- [Work required] Take the line that contains "Drop a marker" as the first line and the final line of the records as the last; return exactly those lines and the lines between.

*** Opening Records for the exercise ***

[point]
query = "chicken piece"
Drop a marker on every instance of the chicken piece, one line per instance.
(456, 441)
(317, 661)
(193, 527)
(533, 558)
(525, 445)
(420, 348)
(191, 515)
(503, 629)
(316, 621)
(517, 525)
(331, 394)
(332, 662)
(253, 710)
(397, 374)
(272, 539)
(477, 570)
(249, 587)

*** Closing Records for the exercise ***

- [Result below]
Drop a marker on every instance of the chicken piece, one line per instance.
(456, 441)
(317, 661)
(193, 527)
(533, 558)
(525, 445)
(420, 348)
(191, 515)
(503, 629)
(316, 621)
(517, 525)
(331, 394)
(332, 662)
(253, 710)
(397, 374)
(272, 539)
(477, 570)
(249, 587)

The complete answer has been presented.